Set problem —
Transcribe the passage of the Defcon bookselling post from "Does it make" to "of this idiocy.".

Selected extract —
[Start]

Traveling Self-Publishing Geek Novelist Blues: the Defcon Variations

John standing in vendor room at Defcon

Me in my Defcon T-shirt glory

I write & publish fiction for hackers and geeks. I’ve written a novel and two novellas and I have another novel in the works. The baseline genre is cyberpunk/biopunk thriller, although I approach the subject matter in a kind of David Foster Wallace/Pynchonian way. So I’m actually kind of a postmodern metafictiony cyberpunky technothriller novelist. All my books concern hacking of both silicon-based and carbon-based systems.

As I discussed in Adventures in Self-Publishing, there’s no reasonable way for me to get my books into bookstores (all the tech bookstores that used to carry me have gone under). Therefor I have to use other ways to get my books in front of readers. So sometimes I go to places where hackers and geeks and congregate & there set up a table whereupon I put out copies of my books & glowing reviews from geekoid websites & start carnival barking like Billy Mays, selling my books for cash.

I’ve done this for more than ten years.

Does it make any sense to sell books this way? Am I a brilliant self-marketing original or just some crackpot who wrote some crackpot books?  I don’t know, but if you read this post I’ll think you’ll have enough info to form your own opinions. (Jane Friedman of Writers’ Digest thinks I’m doing something right, which is some consolation.)

Below, the story of my most recent such gig & biggest one ever, Defcon, Las Vegas, late July/early August 2010. This account includes a rambling disquisition on the whole “hand-selling books on the road” idea in general, with lessons learned from ten years of this idiocy.

(Since Defcon, by the way, I’ve sold the rights to my first novel, Acts of the Apostles. See here for the how and why I sold the rights.)

Me on the Road Selling Books to Geeks

I’ve sold books at USENIX conferences and CloudWorld Expos, at O’Reilly technology conferences and Linux Worlds, at Bar Camps and Geek Fair(e)s, at bioinformatics conferences and trade shows, at street fairs and on street corners. I’ve done it in San Francisco, New York, Vineyard Haven, Santa Clara, Boston, San Jose, Cambridge, San Diego, Tucson and points in between. It’s kind of like being a has-been rock star on the dive-bar circuit, only without out the sex, drugs and rock and roll but with smarter & sometimes less drunk people in the audience. My trip to Defcon this year was Sexy Sadie, the latest and the greatest of them all.

[End]

Point placement records:
[Start]

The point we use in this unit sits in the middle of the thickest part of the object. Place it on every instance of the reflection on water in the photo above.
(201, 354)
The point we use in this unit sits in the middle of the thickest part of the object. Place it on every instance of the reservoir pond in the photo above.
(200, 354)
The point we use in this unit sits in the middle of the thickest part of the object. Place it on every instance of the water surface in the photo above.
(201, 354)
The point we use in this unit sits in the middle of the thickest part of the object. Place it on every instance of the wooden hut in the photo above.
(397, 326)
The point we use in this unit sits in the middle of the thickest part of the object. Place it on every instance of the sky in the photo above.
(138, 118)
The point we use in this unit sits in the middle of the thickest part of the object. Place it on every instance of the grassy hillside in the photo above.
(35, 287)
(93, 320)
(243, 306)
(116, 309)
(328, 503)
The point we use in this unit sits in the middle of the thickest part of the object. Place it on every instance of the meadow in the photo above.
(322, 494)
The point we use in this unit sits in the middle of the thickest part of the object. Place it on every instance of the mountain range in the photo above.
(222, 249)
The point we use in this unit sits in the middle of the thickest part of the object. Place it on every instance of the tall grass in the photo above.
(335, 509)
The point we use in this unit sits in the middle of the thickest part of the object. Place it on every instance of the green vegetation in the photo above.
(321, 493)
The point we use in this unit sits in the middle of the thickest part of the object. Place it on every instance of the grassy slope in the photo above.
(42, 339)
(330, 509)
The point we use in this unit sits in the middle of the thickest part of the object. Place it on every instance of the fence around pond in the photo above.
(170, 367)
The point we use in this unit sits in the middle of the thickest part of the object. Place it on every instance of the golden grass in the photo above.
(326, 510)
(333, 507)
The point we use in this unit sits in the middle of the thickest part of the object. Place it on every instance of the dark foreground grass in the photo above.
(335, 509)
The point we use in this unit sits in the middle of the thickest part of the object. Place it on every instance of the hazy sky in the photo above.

[End]

Result —
Does it make any sense to sell books this way? Am I a brilliant self-marketing original or just some crackpot who wrote some crackpot books?  I don’t know, but if you read this post I’ll think you’ll have enough info to form your own opinions. (Jane Friedman of Writers’ Digest thinks I’m doing something right, which is some consolation.)

Below, the story of my most recent such gig & biggest one ever, Defcon, Las Vegas, late July/early August 2010. This account includes a rambling disquisition on the whole “hand-selling books on the road” idea in general, with lessons learned from ten years of this idiocy.